> **RECORDS SUPPLIED**
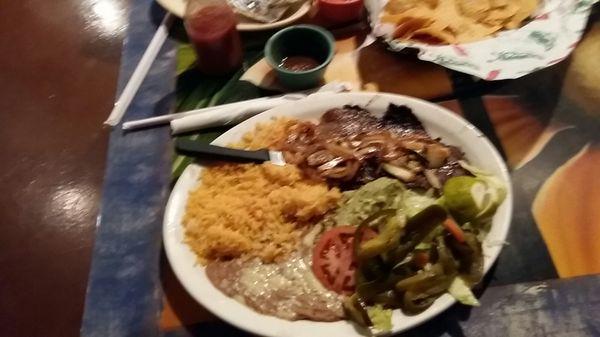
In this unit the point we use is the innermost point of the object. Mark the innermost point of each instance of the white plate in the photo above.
(438, 121)
(177, 7)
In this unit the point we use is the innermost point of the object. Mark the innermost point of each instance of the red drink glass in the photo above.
(211, 28)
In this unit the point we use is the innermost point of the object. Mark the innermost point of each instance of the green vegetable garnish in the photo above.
(380, 317)
(473, 199)
(462, 293)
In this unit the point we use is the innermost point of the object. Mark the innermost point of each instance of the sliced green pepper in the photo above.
(356, 310)
(385, 241)
(418, 228)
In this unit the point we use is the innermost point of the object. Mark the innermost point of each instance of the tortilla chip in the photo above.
(454, 21)
(433, 35)
(526, 9)
(406, 28)
(475, 9)
(498, 3)
(501, 15)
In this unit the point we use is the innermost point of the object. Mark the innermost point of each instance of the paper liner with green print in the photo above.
(549, 38)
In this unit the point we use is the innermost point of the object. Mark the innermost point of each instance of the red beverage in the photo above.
(212, 31)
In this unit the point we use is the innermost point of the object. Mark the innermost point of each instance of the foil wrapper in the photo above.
(552, 34)
(267, 11)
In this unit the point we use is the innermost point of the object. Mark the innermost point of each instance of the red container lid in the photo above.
(340, 11)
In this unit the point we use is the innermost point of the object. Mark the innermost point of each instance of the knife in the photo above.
(192, 148)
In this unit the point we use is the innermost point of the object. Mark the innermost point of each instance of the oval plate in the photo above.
(438, 121)
(177, 7)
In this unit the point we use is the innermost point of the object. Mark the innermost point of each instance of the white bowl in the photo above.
(177, 7)
(438, 121)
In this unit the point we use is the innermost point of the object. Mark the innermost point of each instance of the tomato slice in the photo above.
(333, 258)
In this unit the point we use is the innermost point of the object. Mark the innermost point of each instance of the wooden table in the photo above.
(58, 73)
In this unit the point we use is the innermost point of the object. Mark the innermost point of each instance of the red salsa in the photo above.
(298, 63)
(212, 31)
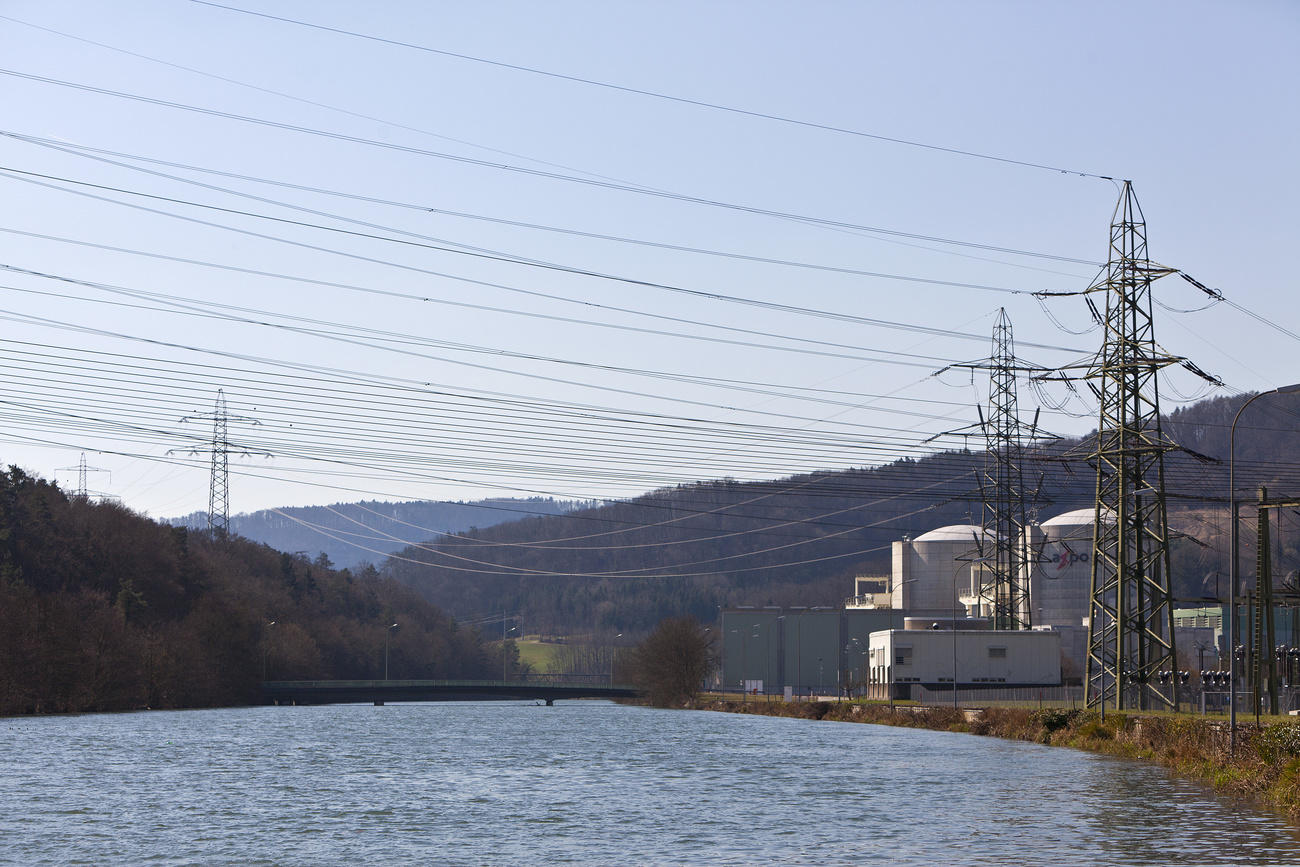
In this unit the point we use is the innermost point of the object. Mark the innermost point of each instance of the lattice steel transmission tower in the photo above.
(1002, 549)
(219, 486)
(1130, 614)
(219, 489)
(82, 471)
(1002, 486)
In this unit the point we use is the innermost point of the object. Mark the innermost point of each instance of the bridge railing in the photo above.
(576, 681)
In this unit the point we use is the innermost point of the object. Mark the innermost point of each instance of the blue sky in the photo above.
(441, 375)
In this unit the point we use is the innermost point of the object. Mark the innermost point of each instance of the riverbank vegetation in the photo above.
(672, 662)
(1265, 766)
(102, 608)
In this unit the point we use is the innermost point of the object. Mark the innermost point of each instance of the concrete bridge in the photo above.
(345, 692)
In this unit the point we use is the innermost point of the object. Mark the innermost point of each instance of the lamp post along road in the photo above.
(1235, 551)
(386, 633)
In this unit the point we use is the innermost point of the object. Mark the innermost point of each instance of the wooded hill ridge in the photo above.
(102, 608)
(690, 549)
(352, 534)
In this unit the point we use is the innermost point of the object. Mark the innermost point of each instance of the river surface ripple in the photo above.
(508, 783)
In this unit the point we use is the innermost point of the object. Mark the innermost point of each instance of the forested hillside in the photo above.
(801, 540)
(352, 534)
(104, 610)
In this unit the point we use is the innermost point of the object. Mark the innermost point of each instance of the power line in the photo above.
(540, 173)
(683, 100)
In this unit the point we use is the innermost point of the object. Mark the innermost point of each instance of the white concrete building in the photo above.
(932, 571)
(975, 658)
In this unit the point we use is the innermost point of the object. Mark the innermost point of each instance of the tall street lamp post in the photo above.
(1234, 542)
(386, 633)
(265, 650)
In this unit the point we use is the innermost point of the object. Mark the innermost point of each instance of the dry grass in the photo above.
(1265, 766)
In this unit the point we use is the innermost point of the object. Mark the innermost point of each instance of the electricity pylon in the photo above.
(1002, 486)
(219, 486)
(1130, 612)
(1001, 550)
(82, 469)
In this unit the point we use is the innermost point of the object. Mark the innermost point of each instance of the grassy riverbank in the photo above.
(1265, 766)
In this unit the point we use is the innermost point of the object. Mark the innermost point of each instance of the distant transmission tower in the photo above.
(82, 469)
(1002, 550)
(219, 488)
(1130, 614)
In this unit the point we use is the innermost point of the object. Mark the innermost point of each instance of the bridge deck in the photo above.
(341, 692)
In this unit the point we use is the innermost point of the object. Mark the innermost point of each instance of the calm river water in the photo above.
(585, 783)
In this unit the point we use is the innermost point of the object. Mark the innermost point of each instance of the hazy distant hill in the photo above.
(798, 541)
(351, 534)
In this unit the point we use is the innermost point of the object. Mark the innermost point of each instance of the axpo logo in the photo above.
(1065, 560)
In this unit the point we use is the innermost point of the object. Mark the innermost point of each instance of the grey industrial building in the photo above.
(802, 650)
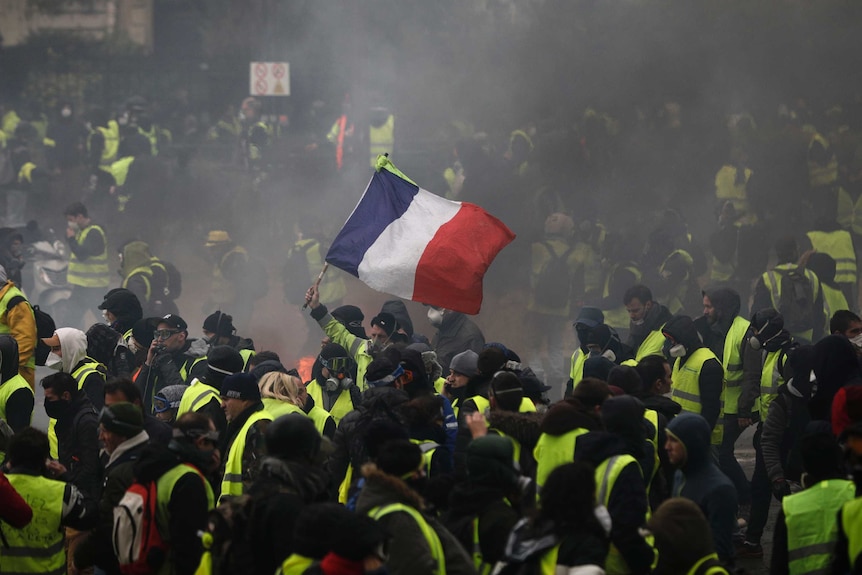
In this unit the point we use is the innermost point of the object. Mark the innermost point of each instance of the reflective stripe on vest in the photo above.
(434, 545)
(38, 547)
(552, 451)
(811, 527)
(232, 482)
(92, 272)
(196, 396)
(5, 328)
(839, 245)
(651, 345)
(732, 363)
(686, 387)
(342, 406)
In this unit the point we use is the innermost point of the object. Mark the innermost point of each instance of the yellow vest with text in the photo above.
(811, 527)
(93, 271)
(232, 481)
(686, 387)
(732, 364)
(839, 245)
(38, 547)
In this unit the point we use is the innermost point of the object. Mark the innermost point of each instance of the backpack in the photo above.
(295, 275)
(138, 545)
(796, 303)
(554, 285)
(45, 328)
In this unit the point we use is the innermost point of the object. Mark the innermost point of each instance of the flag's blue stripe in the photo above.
(386, 200)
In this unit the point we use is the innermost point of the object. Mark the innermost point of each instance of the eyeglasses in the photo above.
(165, 333)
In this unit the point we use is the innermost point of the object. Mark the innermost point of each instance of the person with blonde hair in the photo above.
(280, 393)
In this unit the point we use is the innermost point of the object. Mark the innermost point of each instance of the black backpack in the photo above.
(45, 327)
(554, 284)
(796, 303)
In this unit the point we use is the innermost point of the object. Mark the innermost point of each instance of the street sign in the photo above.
(269, 79)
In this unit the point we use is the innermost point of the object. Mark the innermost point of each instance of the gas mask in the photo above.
(435, 316)
(678, 350)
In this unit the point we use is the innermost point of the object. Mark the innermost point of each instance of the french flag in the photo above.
(408, 242)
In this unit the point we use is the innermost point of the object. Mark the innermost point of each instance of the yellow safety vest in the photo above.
(38, 547)
(81, 374)
(821, 175)
(607, 473)
(552, 451)
(732, 363)
(381, 140)
(342, 406)
(92, 272)
(651, 345)
(434, 544)
(232, 482)
(196, 396)
(811, 527)
(839, 245)
(5, 329)
(686, 387)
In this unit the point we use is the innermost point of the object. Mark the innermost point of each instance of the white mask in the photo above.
(677, 351)
(435, 317)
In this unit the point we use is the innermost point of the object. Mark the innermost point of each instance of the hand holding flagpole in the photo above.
(313, 291)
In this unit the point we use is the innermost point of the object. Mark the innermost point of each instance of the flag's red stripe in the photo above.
(450, 270)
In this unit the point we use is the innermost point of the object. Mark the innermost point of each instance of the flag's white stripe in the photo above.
(389, 265)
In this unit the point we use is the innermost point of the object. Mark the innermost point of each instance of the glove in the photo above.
(780, 488)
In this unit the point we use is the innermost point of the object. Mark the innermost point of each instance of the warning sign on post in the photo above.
(269, 79)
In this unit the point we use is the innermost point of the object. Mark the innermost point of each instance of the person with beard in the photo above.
(289, 479)
(243, 442)
(699, 479)
(203, 393)
(16, 397)
(481, 514)
(564, 424)
(382, 401)
(419, 545)
(647, 317)
(121, 309)
(455, 333)
(218, 329)
(725, 332)
(620, 486)
(332, 384)
(182, 471)
(698, 377)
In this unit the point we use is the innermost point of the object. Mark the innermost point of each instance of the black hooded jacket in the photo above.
(19, 405)
(711, 377)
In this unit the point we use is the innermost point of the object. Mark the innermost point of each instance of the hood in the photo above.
(8, 357)
(727, 303)
(835, 361)
(682, 330)
(567, 415)
(73, 343)
(135, 254)
(693, 431)
(399, 311)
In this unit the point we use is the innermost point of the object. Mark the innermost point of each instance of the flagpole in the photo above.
(317, 282)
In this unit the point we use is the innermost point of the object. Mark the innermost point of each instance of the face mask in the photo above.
(677, 351)
(57, 408)
(435, 317)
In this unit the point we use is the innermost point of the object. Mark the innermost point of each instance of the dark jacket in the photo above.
(457, 333)
(78, 446)
(285, 487)
(700, 480)
(97, 548)
(627, 504)
(409, 553)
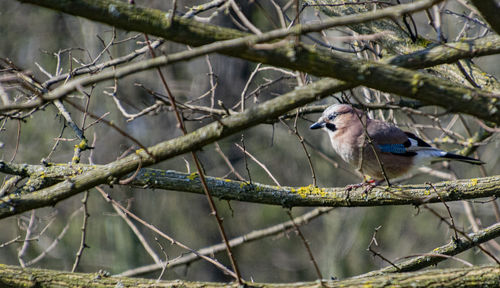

> **STATED GOAL**
Please count how many lines of the material above contain the word "riverbank", matching case exactly, and give only that number.

> **FINAL ANSWER**
2